[Stored dataset items]
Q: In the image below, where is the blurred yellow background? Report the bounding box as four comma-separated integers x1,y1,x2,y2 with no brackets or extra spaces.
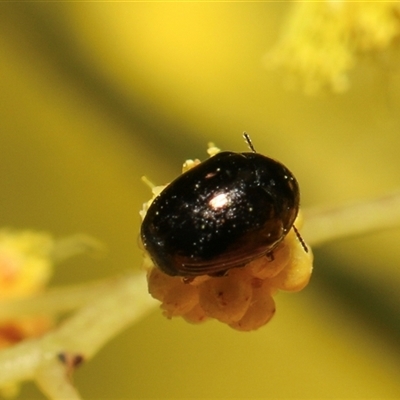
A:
1,2,400,399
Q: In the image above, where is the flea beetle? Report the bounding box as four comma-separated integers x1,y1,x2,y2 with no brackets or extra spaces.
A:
141,133,302,277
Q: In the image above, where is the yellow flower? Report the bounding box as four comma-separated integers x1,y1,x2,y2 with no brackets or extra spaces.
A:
0,231,54,348
146,217,312,331
267,2,400,93
0,231,53,299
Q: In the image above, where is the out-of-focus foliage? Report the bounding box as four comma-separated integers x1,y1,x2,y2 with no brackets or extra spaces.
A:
0,3,400,399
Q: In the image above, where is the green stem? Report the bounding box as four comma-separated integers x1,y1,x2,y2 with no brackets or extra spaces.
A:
302,191,400,246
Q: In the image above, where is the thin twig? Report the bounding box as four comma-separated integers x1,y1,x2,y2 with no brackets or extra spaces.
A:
0,274,157,388
51,234,105,264
302,191,400,247
36,358,83,400
0,278,123,321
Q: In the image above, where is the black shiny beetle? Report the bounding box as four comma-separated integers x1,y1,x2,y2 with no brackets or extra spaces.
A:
141,133,304,277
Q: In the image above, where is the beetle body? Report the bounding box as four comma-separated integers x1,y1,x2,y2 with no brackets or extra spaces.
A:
141,151,299,277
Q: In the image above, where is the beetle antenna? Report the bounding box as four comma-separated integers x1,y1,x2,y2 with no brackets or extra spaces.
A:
293,225,308,253
243,132,256,153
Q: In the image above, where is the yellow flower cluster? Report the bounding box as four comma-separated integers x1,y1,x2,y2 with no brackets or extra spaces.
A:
0,231,54,348
267,2,400,93
141,152,313,331
146,224,312,331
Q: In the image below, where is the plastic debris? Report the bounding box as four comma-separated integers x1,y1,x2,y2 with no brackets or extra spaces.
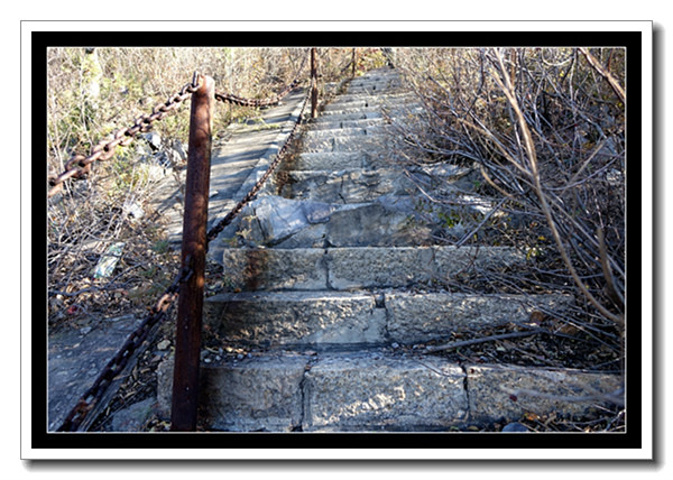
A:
93,242,125,279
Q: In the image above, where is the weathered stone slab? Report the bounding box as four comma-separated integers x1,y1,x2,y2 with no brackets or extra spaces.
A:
201,354,308,431
302,125,385,139
281,169,416,204
431,245,527,277
219,245,528,291
308,117,385,131
48,314,145,431
466,364,624,423
324,202,422,247
321,99,410,114
386,293,574,344
327,246,436,290
242,195,338,246
347,79,402,93
220,247,326,291
293,151,369,171
313,110,384,123
303,352,467,431
326,245,527,289
301,133,386,153
157,354,308,432
331,91,416,106
204,291,387,347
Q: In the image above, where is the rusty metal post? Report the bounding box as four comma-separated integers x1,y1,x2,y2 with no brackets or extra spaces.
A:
352,48,356,77
170,74,214,431
311,47,318,119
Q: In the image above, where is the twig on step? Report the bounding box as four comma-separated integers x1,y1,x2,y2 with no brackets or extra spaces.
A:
424,328,547,353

* **Work to be completed**
Each line of the data above needs to be retyped as it is, without any picture.

* **Answer to this problem**
Q: In the image below, where is the blurred yellow background? Report the bounding box as four comma-separated integers x1,y1,x2,y2 with no brackets or extra spaces.
A:
1,2,400,399
Q: In the image above, where is the flea beetle? Report the bounding box as four comma-separated integers x1,y1,x2,y2 with no brackets or extra spaces.
A:
141,133,302,277
Q: In the image above, where is the yellow flower? Report the bounding box as four comma-separated integers x1,y1,x2,y2 with no brackets or extra spaces.
A:
0,231,54,348
146,217,312,331
267,2,400,93
0,231,53,299
Q: In the image above, where is the out-of-focus foliage? Report the bounding box as four comma-separated integers x1,y1,x2,y2 with no brackets or extra spaces.
A:
0,3,400,399
Q: In the image above, where is the green stem? Report the bounding box as four comma-separated integers x1,y1,x2,y2 with no brackets or extra spaces.
A:
302,191,400,246
Q: In the image above, where is the thin twig? Report the bounding box as four comma-separated integers x1,y1,x2,y2 with no brackets or extra spaces.
A:
0,274,157,388
51,234,105,264
302,191,400,247
36,358,83,400
0,278,123,321
Q: In the image above, where is the black shiny beetle? Report the bounding box as four comma-separated integers x1,y1,x2,y2 with no brackets or extra spaces.
A:
141,133,304,277
Q: In the image above, where is the beetle body? Report the bounding box as four comma-separated integers x1,y1,x2,y2 with no brackets or extra spaces.
A:
141,151,299,277
Q: In the image above, where is the beetle antenna? Report the bounding box as four comma-separated integers x1,y1,x2,y2 with no brackets or extra spaces.
A:
293,225,308,253
243,132,256,153
Q: In the image above, where is the yellow flower cluster? Report the bounding box as four comma-separated integers x1,y1,x2,y2 with no brackets or extra spaces.
A:
0,231,54,348
267,2,400,93
141,152,313,331
146,224,312,331
Q: In the image below, where is the plastic debris? Report the bounding box as four comma-separated integers x1,y1,x2,y2 with no brackets or extra spaces.
A:
93,242,125,279
Q: In the image above, where is the weathered stone slab? Report the bounding box as four comma-separated integers x1,y1,x2,y2 with no brackets or extra spaces.
A:
201,354,308,431
302,125,385,139
281,169,416,204
431,245,527,277
219,245,528,291
308,117,385,131
48,314,145,431
466,364,624,423
324,202,422,247
321,99,410,114
386,293,574,344
327,246,436,290
242,195,338,246
347,79,402,93
220,247,326,291
293,151,369,171
313,110,384,123
303,352,467,431
326,245,527,289
301,133,386,153
157,354,308,432
331,91,416,106
204,291,387,347
Q: In the image above, where is the rusty metal post? Report the bounding box as four comma-separated integers x1,y1,x2,y2 with no brackets or extra spaces.
A:
352,48,356,77
170,74,214,431
311,47,318,119
Q: In the image above, where is the twig on step? Report the bounding box as four comma-separated integers x1,y1,x2,y2 with no brackets or extra spaces.
A:
424,328,547,353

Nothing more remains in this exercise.